• [Zu lösende Aufgaben]
• 1. Beantworten Sie anhand des Auszugs über das Internet die folgenden Fragen:
(a) Welcher Netz-Experte ist auf dem Porträtfoto zu sehen?
(b) Wie bezeichnete Bill Gates das World Wide Web, als die Idee dafür bekannt wurde?
(c) Welche negativen Aspekte des Internets werden genannt?
• 2. Greifen Sie den Auszug über das Internet am Ende auf und schreiben Sie ihn nach dem letzten Satz weiter.

• [Auszug]
Stand: 13.03.2019 12:24 Uhr

"Internet ist aus dem Alltag nicht wegzudenken"

Porträtfoto des Netz-Experten Prof. Dr. Wolfgang Schulz. © Alexander von Humboldt Institut für Internet und Gesellschaft in Berlin Foto: Marcel Schwickerath
Das Internet habe den Zugriff auf das Weltwissen "so einfach wie noch nie" gemacht, meint Wolfgang Schulz.

Als vor 30 Jahren die Idee für das World Wide Web bekannt wurde, meinte Microsoft-Mitgründer Bill Gates, es sei nur "ein Hype". Da irrte der Mann aber gewaltig. Kaum jemand mag sich heute eine Welt ohne Internet vorstellen. Menschen aus aller Welt können miteinander kommunizieren. Immer mehr Beschäftigte arbeiten von zu Hause aus. Und sehr viel Wissen dieser Welt steht mit einem Mausklick zur Verfügung. Einige der negativen Aspekte sind Hackerangriffe, Fake News oder Cybermobbing.

• [Gespeicherte Einträge]
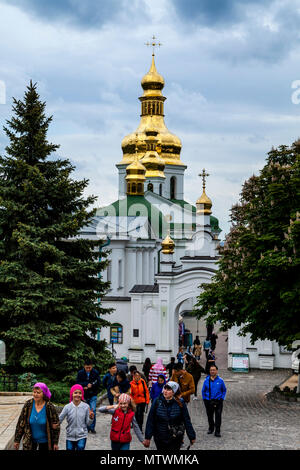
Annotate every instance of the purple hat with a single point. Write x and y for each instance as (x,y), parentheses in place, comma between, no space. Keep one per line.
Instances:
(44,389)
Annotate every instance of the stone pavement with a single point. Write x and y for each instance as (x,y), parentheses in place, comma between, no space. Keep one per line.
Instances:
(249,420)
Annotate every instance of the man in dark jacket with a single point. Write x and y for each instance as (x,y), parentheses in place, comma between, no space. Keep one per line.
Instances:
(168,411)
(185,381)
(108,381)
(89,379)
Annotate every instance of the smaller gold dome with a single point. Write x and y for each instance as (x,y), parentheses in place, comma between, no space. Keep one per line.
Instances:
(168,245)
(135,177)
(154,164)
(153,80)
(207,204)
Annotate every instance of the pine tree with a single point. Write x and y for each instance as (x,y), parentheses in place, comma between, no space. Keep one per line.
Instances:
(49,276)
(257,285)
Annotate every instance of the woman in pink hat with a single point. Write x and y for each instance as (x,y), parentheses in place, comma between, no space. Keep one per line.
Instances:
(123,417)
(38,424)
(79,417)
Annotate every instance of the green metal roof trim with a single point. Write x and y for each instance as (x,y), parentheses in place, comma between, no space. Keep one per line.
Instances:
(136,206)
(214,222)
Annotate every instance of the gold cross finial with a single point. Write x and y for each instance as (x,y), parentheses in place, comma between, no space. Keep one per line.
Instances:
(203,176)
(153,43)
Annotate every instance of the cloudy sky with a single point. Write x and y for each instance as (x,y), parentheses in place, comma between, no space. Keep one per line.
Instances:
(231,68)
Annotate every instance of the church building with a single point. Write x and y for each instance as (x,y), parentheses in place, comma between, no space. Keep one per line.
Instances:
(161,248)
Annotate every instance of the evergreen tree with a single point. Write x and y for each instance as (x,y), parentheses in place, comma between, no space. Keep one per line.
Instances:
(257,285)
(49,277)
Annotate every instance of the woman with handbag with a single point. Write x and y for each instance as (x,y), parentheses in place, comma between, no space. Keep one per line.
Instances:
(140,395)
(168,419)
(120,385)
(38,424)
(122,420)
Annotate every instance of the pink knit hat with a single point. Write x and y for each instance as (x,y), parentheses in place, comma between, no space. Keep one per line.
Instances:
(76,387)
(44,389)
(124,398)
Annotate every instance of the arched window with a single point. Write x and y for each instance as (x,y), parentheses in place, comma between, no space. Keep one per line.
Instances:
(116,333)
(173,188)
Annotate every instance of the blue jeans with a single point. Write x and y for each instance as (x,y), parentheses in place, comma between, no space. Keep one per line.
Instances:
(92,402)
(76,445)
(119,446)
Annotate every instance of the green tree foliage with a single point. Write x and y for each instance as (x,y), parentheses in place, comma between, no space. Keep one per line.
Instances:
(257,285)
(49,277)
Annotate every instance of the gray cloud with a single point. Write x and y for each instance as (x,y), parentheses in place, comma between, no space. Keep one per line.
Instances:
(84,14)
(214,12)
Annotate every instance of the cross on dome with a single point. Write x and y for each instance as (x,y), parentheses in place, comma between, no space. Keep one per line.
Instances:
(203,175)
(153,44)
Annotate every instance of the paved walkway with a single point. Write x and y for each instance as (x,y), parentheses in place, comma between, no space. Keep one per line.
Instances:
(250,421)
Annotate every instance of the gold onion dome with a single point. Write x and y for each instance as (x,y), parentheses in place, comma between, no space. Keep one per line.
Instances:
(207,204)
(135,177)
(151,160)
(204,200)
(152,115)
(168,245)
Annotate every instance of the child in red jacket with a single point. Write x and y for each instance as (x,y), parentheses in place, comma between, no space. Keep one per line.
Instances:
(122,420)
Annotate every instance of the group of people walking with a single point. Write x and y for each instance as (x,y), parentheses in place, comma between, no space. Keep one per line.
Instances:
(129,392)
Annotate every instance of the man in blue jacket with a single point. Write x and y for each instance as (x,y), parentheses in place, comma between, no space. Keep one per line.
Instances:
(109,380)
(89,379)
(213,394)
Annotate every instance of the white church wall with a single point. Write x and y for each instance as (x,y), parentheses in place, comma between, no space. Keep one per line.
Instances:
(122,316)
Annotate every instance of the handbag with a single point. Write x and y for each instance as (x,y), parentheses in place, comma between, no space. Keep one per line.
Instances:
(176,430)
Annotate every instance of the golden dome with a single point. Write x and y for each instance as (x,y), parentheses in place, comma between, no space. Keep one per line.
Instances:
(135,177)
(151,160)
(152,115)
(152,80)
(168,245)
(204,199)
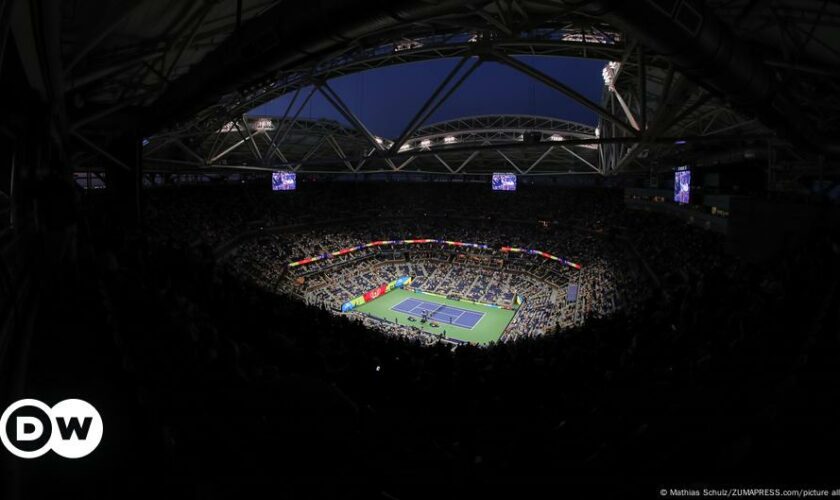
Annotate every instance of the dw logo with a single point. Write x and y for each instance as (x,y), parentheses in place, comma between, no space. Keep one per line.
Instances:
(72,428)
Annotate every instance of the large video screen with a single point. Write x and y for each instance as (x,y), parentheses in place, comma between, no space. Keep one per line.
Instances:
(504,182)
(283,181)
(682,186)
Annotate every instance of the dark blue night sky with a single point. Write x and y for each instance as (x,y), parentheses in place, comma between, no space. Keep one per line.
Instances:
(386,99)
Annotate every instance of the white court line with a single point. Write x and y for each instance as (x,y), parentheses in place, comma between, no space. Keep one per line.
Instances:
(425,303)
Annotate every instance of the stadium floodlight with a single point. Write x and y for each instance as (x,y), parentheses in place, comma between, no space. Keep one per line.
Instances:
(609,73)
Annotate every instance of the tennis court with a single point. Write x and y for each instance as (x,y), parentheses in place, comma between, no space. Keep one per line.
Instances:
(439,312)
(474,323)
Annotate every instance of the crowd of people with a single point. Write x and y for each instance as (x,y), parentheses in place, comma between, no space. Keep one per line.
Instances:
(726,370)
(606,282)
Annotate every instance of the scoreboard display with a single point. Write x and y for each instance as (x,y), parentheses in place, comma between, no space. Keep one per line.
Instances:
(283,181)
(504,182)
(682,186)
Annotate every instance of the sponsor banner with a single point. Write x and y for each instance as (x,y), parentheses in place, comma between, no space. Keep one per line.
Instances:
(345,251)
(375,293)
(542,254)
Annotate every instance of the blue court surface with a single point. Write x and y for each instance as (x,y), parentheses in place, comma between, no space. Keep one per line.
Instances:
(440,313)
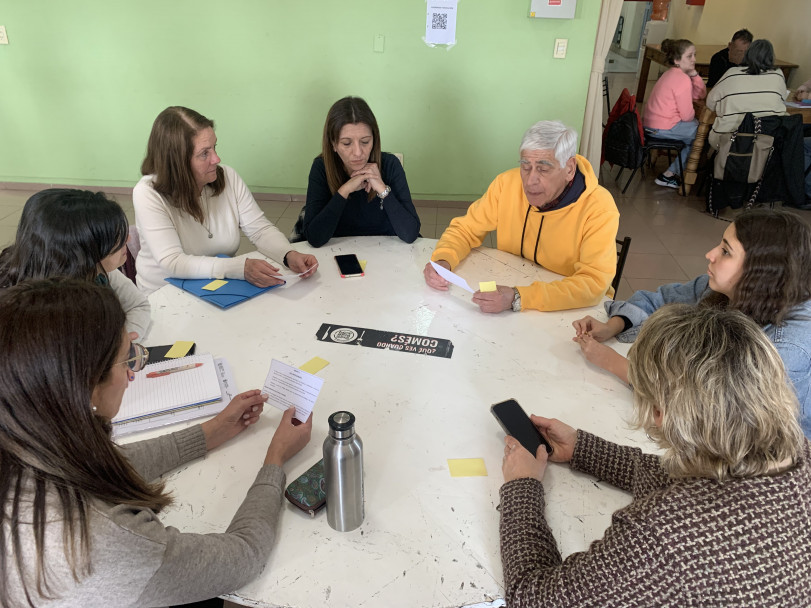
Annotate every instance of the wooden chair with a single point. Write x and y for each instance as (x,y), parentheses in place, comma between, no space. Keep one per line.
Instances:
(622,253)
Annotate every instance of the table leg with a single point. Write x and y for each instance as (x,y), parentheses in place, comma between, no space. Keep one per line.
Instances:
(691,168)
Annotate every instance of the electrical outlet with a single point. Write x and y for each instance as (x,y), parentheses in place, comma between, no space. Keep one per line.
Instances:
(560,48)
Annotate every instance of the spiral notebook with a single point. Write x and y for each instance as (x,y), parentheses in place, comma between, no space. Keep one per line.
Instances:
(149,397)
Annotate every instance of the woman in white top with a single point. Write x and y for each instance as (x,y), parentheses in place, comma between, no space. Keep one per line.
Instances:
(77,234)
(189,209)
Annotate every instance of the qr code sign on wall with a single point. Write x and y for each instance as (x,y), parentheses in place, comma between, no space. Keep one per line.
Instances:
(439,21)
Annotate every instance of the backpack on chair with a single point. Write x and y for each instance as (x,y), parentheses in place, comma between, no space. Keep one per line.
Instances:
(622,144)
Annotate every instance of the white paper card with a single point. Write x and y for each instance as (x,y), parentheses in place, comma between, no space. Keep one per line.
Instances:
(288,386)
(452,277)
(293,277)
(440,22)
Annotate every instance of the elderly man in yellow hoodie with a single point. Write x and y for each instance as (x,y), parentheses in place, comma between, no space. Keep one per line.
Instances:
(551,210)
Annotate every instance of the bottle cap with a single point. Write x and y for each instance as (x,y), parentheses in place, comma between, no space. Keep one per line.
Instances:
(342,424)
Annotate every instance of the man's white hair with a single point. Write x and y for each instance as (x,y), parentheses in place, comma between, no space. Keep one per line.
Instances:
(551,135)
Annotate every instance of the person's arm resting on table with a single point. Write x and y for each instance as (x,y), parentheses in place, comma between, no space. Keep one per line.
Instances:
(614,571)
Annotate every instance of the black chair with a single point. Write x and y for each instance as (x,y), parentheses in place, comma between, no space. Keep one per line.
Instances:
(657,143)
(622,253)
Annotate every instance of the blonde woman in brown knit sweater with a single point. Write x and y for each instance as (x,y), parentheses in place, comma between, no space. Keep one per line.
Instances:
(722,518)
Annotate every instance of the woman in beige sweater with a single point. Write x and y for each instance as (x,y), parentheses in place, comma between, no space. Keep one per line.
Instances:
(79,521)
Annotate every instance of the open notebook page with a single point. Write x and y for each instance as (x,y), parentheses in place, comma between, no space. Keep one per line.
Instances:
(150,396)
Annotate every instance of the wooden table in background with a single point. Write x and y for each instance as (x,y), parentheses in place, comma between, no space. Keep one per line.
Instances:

==

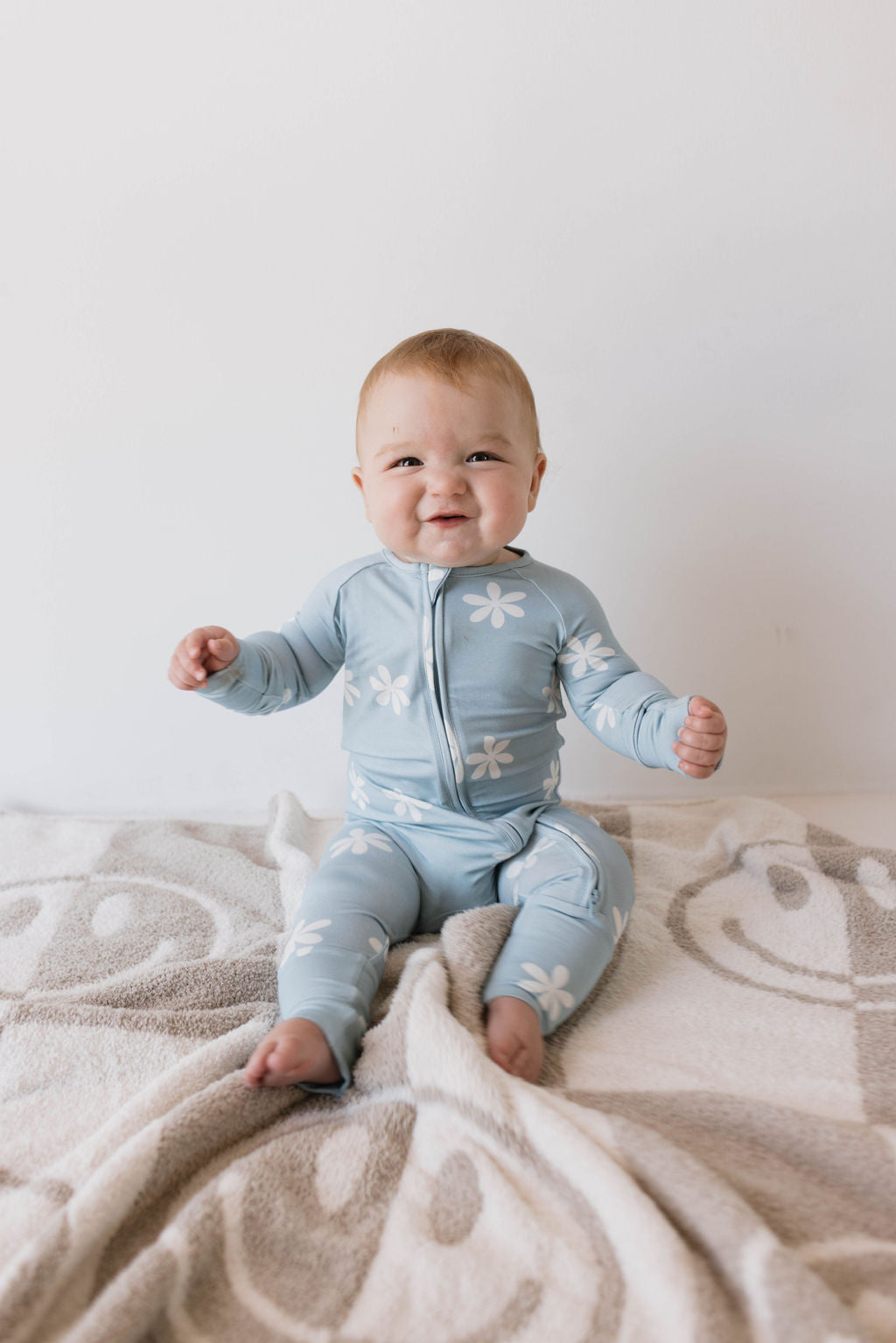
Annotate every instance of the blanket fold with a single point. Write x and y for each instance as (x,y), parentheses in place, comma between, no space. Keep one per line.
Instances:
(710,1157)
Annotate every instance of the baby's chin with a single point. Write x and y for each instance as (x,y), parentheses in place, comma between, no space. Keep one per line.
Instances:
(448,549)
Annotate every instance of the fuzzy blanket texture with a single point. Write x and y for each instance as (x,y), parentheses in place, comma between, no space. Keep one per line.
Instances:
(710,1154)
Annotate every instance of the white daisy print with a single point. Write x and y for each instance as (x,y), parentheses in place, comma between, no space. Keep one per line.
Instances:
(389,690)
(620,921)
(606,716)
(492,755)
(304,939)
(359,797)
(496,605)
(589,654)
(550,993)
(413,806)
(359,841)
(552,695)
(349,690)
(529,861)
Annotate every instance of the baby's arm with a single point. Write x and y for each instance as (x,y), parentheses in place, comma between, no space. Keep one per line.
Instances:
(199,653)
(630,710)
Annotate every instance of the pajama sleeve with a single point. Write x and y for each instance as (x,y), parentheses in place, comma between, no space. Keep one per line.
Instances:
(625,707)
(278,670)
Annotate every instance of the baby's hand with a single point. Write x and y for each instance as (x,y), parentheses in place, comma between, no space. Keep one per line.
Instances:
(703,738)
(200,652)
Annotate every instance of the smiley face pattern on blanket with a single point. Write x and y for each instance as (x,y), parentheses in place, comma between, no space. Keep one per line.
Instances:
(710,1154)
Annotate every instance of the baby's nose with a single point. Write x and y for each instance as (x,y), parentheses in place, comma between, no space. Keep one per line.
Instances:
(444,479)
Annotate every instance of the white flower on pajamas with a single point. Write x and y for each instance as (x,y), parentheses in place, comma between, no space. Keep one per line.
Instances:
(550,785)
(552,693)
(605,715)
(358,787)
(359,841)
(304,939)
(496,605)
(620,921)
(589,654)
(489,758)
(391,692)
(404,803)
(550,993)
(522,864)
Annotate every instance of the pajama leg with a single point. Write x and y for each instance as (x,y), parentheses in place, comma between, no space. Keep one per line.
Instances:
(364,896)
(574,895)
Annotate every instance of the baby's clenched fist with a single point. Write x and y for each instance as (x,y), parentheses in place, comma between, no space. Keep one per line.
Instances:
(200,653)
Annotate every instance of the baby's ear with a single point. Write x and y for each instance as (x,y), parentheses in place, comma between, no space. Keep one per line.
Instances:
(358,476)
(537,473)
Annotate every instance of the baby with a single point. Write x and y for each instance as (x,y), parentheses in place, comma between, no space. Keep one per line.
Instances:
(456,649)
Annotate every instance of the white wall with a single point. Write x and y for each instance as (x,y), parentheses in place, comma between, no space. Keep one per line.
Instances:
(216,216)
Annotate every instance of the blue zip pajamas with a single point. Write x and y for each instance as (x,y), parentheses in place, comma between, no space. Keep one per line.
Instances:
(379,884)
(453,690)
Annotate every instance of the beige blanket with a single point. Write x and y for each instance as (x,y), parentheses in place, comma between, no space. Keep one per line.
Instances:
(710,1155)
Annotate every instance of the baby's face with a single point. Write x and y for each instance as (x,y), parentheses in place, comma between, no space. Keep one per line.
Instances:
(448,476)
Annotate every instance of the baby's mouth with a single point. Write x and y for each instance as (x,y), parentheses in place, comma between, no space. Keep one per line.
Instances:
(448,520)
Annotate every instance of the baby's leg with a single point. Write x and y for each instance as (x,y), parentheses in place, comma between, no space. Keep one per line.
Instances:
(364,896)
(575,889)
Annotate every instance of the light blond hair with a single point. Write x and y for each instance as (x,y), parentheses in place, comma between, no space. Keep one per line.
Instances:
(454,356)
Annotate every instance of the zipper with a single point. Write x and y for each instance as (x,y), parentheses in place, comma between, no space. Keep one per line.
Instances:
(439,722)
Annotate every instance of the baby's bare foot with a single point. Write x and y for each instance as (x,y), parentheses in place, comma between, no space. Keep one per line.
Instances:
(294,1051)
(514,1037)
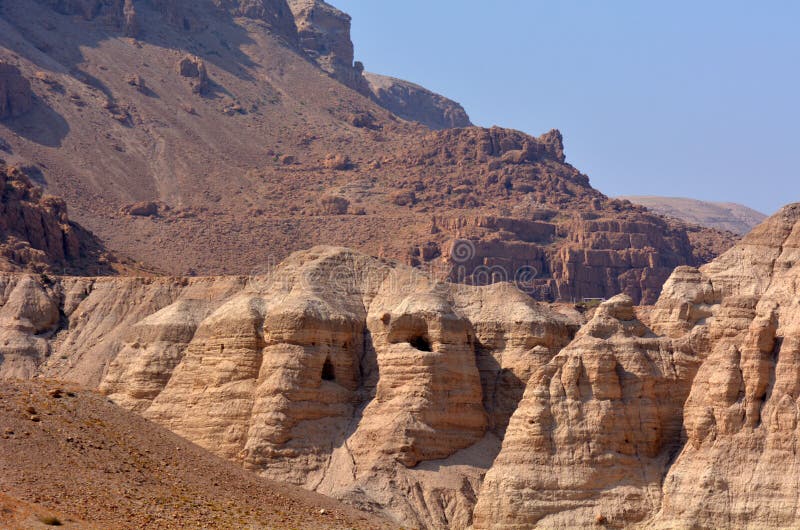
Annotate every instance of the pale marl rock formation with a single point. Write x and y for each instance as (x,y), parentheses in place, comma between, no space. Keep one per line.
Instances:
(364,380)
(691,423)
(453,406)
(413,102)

...

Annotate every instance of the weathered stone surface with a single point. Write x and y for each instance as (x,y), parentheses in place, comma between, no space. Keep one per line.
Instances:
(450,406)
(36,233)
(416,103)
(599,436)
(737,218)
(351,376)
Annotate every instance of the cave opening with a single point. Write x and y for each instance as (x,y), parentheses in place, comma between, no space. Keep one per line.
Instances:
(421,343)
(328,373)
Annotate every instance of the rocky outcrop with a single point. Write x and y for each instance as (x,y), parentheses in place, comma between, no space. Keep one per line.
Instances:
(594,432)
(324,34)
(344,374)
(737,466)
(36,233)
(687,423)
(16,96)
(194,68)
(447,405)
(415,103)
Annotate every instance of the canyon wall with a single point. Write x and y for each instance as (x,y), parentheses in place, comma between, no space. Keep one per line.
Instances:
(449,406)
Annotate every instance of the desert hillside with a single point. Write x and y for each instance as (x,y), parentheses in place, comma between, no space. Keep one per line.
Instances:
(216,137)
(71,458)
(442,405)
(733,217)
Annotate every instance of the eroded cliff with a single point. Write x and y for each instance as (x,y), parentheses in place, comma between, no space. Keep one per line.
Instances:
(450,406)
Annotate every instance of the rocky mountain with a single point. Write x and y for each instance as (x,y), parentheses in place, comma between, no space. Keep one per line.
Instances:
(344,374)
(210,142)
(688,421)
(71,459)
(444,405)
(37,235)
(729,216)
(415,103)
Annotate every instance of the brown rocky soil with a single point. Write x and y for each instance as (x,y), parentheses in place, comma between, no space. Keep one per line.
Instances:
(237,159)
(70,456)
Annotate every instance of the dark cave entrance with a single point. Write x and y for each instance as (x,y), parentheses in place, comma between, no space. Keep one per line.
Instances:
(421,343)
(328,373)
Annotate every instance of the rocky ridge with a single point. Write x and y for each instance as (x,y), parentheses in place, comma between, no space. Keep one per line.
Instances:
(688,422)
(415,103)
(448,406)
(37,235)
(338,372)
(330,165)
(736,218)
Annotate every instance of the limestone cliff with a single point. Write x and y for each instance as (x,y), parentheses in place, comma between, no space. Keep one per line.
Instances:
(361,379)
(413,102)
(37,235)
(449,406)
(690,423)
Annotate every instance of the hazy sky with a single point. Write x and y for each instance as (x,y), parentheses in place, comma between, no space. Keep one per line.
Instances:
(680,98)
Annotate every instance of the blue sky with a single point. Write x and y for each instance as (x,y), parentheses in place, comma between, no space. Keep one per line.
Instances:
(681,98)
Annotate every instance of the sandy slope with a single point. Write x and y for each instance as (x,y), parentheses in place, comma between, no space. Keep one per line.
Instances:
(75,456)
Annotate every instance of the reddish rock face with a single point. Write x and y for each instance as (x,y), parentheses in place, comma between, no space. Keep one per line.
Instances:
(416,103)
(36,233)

• [Lösungen der Reihe nach]
• 1.
(a) Auf dem Porträtfoto ist Prof. Dr. Wolfgang Schulz zu sehen.
(b) Bill Gates bezeichnete es als "ein Hype".
(c) Genannt werden Hackerangriffe, Fake News und Cybermobbing.

• 2.
Im NDR Info Interview spricht Wolfgang Schulz, Direktor am Alexander von Humboldt Institut für Internet und Gesellschaft in Berlin und am Leibniz-Institut für Medienforschung in Hamburg, über die Vor- und Nachteile und darüber, wie sehr er sich längst an das weltweite Netz gewöhnt hat.

Herr Schulz, 30 Jahre World Wide Web: Ist das ein Grund zu feiern?

Wolfgang Schulz: Ja, ganz eindeutig. So einfach war der Zugriff auf das Weltwissen noch nie. Das ist uns sehr selbstverständlich geworden. Vor Jahrzehnten hätte man für die Dinge, die wir jetzt mal so eben auf unserem Mobilfunkgerät abrufen, in Bibliotheken gehen oder gar in andere Länder fahren müssen. Deshalb ganz eindeutig: ja!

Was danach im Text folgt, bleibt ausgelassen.